● WORK TO COMPLETE:
a: In the results section on ESS and autocorrelation, how many of the asynchronous-mode ESS correlations are statistically significant?
b: Decide whether each statement agrees with the results section on ESS and autocorrelation, answering yes or no and quoting the words that settle it: (i) Under synchronous update, ESS shows strong negative correlations with reconstruction quality. (ii) Under asynchronous update, ESS correlations are stronger for larger networks. (iii) Under asynchronous update, a significant correlation between ACF and SID appears for the MDL score.
c: Carry on the results section on ESS and autocorrelation from the point where it ends.

[SELECTED EXTRACT]

2.2.2.4.2 Results: ESS

The results for ESS are summarized in the ESS–AHD and ESS–SID heatmaps.

For the synchronous update mode (top heatmaps), Spearman correlation coefficients are close to zero across all network sizes and both scoring functions. No consistent monotonic relationship between ESS and reconstruction quality is observed for either AHD or SID.

In contrast, for the asynchronous update mode (bottom heatmaps), a clear negative trend is visible:

  • ESS exhibits moderate negative correlations with AHD and SID,
  • correlations are stronger for larger networks, (\(\geq 9\))
  • several correlations (3/12) are statistically significant.

This may suggest that, in asynchronous systems, higher effective sample size is associated with improved reconstruction quality, whereas in synchronous systems ESS does not appear to be a limiting factor.


2.2.2.4.3 Results: Lag-1 Autocorrelation (ACF)

The analysis of lag-1 ACF reveals a complementary pattern.

For synchronous update, correlations between ACF and reconstruction metrics remain weak and inconsistent across all configurations, confirming that short-range autocorrelation does not meaningfully affect reconstruction quality in this regime.

For asynchronous update, we observe statistically significant correlations in selected configurations with larger BN (9, 11, 13):

  • a significant correlation between ACF and AHD for the MDL score,
  • a significant correlation between ACF and SID for the BDe score.

These effects are visible in the asynchronous ACF heatmaps and suggest that dependence on neighborhood samples influence negatively reconstruction quality.

[/SELECTED EXTRACT]
[DATA SHOWN]

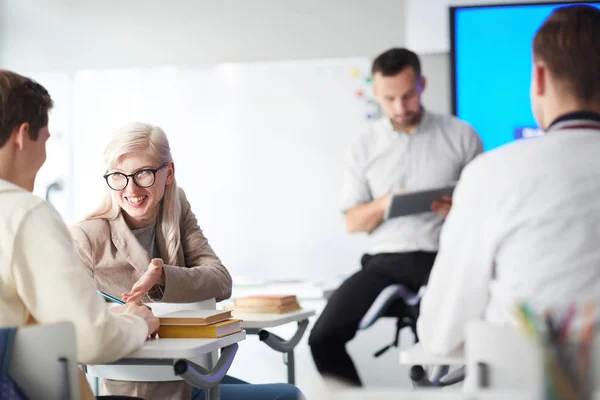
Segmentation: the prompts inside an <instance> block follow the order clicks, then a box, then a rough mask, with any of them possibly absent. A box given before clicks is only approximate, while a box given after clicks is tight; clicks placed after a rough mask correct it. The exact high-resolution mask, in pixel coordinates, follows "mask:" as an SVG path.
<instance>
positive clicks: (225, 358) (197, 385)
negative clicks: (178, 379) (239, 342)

[/DATA SHOWN]

● WRITTEN ANSWERS:
a: Three of the twelve (3/12).

b:
(i) No: "Spearman correlation coefficients are close to zero across all network sizes and both scoring functions."
(ii) Yes: "correlations are stronger for larger networks"
(iii) No: "a significant correlation between ACF and SID for the BDe score."

c:
2.2.2.4.4 Conclusions

We conclude that:

  • There is no meaningful monotonic relationship between ESS or ACF and reconstruction quality in synchronous systems.
  • In asynchronous systems, higher ESS is may be associated with improved reconstruction quality.
  • In asynchronous systems, Lag-1 ACF influences negatively reconstruction quality
2.2.2.4.5 Reference

Bonett, D. G., & Wright, T. A. (2000). Sample size requirements for estimating Pearson, Kendall and Spearman correlations. Psychometrika, 65, 23–28.

Show / Hide code
group_cols = ["update_mode", "score_function", "num_nodes", "sampling_frequency"]

df_spearman = compute_spearman_table(
    df_series,
    metrics=["AHD", "SID"],
    group_cols = group_cols,
    ess_col= "mean_ess"
)



for update_mode in ["synchronous", "asynchronous"]:

    fig, axes = plt.subplots(
        1, 2,
        figsize=(14, 5),
        sharey=True
    )

    plot_spearman_heatmap(
        df_spearman,
        metric="AHD",
        update_mode=update_mode,
        num_nodes_order=sorted(df_series["num_nodes"].unique(), reverse=True),
        ax=axes[0],
        cbar=False
    )

    plot_spearman_heatmap(
        df_spearman,
        metric="SID",
        update_mode=update_mode,
        num_nodes_order=sorted(df_series["num_nodes"].unique(), reverse=True),
        ax=axes[1],
        cbar=True
    )

    fig.suptitle(
        "Spearman correlation between ESS and reconstruction quality\n"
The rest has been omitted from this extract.